- DER ARTIKEL
---------------
Kampfansage aus Istanbul: Erdogans Gegner wagt Machtprobe - wird er ernsthafter Konkurrent?

Ekrem Imamoglu hat Erdogans AKP in Istanbul eine schwere Niederlage zugefügt. Nun will er offenbar gegen parteinahe Stiftungen vorgehen.
Istanbul - Erst nach einer Wahlwiederholung hatte Ekrem Imamoglu im Juni das Amt als Istanbuls Oberbürgermeister von der AKP erobert. Nun legt sich der Politiker der türkischen Oppositionspartei CHP offensiv mit Erdogans Partei an: Wie die Bild-Zeitung berichtet, streicht er AKP-nahen Stiftungen in Istanbul das Geld. Ein Machtkampf mit Erdogan könnte drohen.
Machtkampf mit Erdogan: Imamoglu greift zu harter Maßnahme gegen AKP
Die Begründung Imamoglus kommt einem Vorwurf der Vetternwirtschaft, wenn gar nicht der Untreue, gleich. Die Stiftung hätten Mittel verschwendet, meint der neue Bürgermeister der größten Stadt der Türkei. „Man lässt ein Haus in Höhe von 164 Millionen Lira aus Mittel der Verwaltung bauen, und das gehört dann einer Stiftung“, zitiert die Bild Imamoglu. Die genannte Summe entspricht einem Gegenwert von 2,5 Millionen Euro.

„Dieses Haus gehört jetzt nicht einer Stiftung, sondern der Istanbuler Bevölkerung. Und das ist erst der Anfang“, drohte Imamoglu dem Bericht zufolge in Richtung Erdogan, AKP und deren Stiftungen.
---------------
- KURZE AUFGABE A
Zähle, in wie vielen Zeilen der Einträge die Zeichenfolge „background“ vorkommt, und nenne nur die Zahl. Groß- und Kleinschreibung muss dabei beachtet werden.
Die Einträge haben mit dem Artikel nichts zu tun.
---------------
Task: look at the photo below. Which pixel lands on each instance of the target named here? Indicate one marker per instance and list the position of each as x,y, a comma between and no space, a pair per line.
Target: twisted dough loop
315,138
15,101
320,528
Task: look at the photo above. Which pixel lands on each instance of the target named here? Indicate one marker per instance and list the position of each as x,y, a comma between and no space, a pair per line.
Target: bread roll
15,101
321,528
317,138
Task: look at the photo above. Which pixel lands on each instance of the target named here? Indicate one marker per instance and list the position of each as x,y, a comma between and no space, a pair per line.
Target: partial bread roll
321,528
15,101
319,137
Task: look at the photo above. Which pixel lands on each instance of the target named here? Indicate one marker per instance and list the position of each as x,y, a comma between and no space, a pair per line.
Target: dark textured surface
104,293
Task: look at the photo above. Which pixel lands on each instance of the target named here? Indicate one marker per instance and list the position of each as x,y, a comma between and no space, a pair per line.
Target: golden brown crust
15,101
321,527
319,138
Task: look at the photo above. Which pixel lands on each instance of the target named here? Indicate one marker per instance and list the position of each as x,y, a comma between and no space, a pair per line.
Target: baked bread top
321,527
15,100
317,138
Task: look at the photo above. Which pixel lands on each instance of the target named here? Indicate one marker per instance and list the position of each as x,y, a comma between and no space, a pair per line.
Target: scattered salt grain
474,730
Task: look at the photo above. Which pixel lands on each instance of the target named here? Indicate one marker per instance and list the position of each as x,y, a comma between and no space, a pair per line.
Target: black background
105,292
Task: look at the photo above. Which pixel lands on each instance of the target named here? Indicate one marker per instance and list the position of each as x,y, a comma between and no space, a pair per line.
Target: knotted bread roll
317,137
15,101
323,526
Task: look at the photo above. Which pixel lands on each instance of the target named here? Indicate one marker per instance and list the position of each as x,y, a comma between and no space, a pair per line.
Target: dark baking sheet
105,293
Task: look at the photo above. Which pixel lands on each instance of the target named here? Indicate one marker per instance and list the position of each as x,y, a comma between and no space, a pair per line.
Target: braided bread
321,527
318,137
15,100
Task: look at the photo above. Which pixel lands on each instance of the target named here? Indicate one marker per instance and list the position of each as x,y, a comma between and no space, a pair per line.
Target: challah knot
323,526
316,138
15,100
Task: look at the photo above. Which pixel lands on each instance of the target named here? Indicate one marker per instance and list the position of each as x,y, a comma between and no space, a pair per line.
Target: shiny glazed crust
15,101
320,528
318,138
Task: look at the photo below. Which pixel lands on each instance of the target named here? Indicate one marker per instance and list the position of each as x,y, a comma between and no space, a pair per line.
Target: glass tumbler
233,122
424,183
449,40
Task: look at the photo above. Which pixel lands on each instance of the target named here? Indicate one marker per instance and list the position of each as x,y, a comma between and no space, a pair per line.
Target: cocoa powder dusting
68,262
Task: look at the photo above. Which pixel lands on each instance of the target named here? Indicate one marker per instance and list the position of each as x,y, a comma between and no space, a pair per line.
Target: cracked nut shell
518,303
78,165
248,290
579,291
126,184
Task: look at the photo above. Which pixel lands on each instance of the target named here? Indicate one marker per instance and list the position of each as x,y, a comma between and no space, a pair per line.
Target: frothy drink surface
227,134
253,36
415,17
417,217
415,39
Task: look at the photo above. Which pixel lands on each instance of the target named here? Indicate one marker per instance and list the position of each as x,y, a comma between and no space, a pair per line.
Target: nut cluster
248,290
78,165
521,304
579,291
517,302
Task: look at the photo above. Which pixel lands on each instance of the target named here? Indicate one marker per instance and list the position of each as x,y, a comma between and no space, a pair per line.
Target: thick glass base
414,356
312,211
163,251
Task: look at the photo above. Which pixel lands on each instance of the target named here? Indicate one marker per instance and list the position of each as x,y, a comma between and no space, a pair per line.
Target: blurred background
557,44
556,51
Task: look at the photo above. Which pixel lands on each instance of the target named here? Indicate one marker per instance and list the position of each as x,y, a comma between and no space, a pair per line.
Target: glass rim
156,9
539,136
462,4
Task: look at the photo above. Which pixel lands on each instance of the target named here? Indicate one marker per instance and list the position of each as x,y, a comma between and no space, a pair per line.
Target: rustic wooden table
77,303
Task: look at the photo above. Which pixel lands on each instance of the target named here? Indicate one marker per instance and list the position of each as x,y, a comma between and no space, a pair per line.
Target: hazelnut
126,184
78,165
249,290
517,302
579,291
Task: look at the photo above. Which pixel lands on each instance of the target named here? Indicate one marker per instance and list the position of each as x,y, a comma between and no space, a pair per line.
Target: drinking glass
---------------
- KURZE AUFGABE B
Welchem Betrag in Euro entsprechen laut dem Artikel die 164 Millionen Lira für das Haus?

- AUSGEARBEITETE ANTWORT A
2

- AUSGEARBEITETE ANTWORT B
2,5 Millionen Euro.